▶ The exercise: Please copy out the lines below word for word, leaving the picture out of your answer.

▶ Records for the exercise:
-- Start --
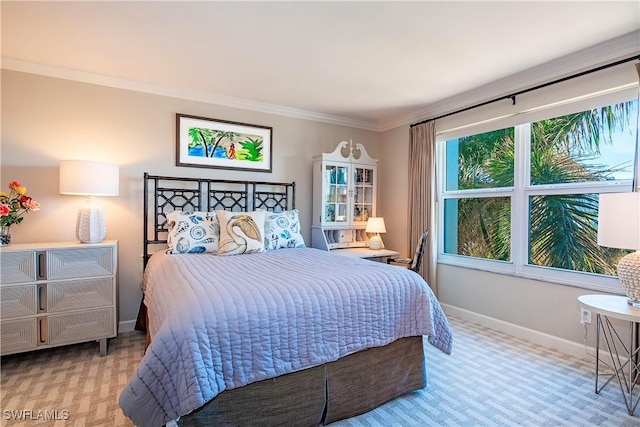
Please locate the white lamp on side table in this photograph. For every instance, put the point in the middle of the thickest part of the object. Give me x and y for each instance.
(376, 226)
(619, 227)
(88, 178)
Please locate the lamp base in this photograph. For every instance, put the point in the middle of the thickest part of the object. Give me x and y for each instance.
(375, 242)
(91, 227)
(629, 274)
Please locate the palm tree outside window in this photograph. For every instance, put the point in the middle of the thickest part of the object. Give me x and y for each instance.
(548, 218)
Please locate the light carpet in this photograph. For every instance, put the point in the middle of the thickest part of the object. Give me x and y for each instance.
(491, 379)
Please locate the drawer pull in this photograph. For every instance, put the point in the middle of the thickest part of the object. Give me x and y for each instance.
(42, 297)
(42, 265)
(43, 331)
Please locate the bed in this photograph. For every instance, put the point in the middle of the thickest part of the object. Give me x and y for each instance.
(288, 336)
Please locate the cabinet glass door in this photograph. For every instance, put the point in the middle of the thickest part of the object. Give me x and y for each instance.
(337, 195)
(363, 194)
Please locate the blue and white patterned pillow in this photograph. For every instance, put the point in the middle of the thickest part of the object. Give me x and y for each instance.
(192, 232)
(282, 230)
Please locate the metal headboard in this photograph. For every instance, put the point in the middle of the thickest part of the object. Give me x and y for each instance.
(164, 194)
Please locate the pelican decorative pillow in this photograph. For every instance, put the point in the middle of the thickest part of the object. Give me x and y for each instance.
(241, 232)
(192, 232)
(282, 230)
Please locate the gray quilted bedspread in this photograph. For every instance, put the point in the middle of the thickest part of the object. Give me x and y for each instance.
(223, 322)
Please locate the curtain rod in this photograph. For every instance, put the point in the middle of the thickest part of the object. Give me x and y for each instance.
(514, 94)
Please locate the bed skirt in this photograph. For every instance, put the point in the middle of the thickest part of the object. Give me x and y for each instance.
(350, 386)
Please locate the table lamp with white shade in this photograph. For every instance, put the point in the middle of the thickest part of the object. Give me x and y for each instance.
(375, 225)
(89, 178)
(619, 227)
-- End --
▶ Solution to this problem:
Please locate the white lamp on side table in this photograph. For every instance, put the point in the middle of the thickest part of the object. Give me x and y for each instance.
(376, 226)
(619, 227)
(88, 178)
Please locate the lamp base in this photograph. For every instance, put the point in the middle of the thickest part of the object. Give me x and y for each instance.
(375, 242)
(91, 227)
(629, 274)
Please locate the palm tree outside window in this photograph. For every instance, put the point in the middle of the thickest part of the object. Give me x and y for each instance.
(548, 218)
Please locate the light carpet in this photograph. For every instance, put the point in the middle of the thickest part of the object. Give me x and y for each instance.
(491, 379)
Please locate the drawer pull in this photograph. For every instance, put the point in the middle of the thickest part of the object. Give me x and y for each instance.
(42, 297)
(42, 265)
(43, 331)
Please locate the bed in this photograph. For every instance, put the point in the middle of the thickest part of the object. Give me x and y for each instance.
(288, 336)
Please locate the cabinet glass door in this photograph. For every instance, put the point in the middle of the thickest part of the object. Give me x and y for each instance.
(337, 195)
(363, 194)
Please locate the blue and white patterned pillow in this photograph. For every instance, put the point in the middle of the thickest part of the object. Give me x and y for each instance.
(192, 232)
(282, 230)
Please locate the metal headboard in this photograph. For every instance, put the point in the middle of the thickest part of the object. Give me x and y for each instance.
(164, 194)
Please locate the pelican decorative pillow in this photograph. For every instance, put the point in the middle of the thickest part of the object. Give me x and y for each instance.
(241, 232)
(192, 232)
(282, 230)
Please locate the gray quilted bedspread in this photograph. For every instance, put the point in the middle of the thickest part of the object. Give me x and y for each instance.
(223, 322)
Please locate the curtain rod in this photograph. For every instance, put the point in the middle of the thickest part of the object. Give me x and y for each instance.
(514, 94)
Please locate the bed skirt in this photograph. For every instance, put the point in the middle of the thickest part of the object. Give me x and y for each instance.
(350, 386)
Please locate the table lamp with white shade in this photograph. For every instance, put the point in the middle of the thickest part of the object. Give me x and y for each instance.
(375, 225)
(89, 178)
(619, 227)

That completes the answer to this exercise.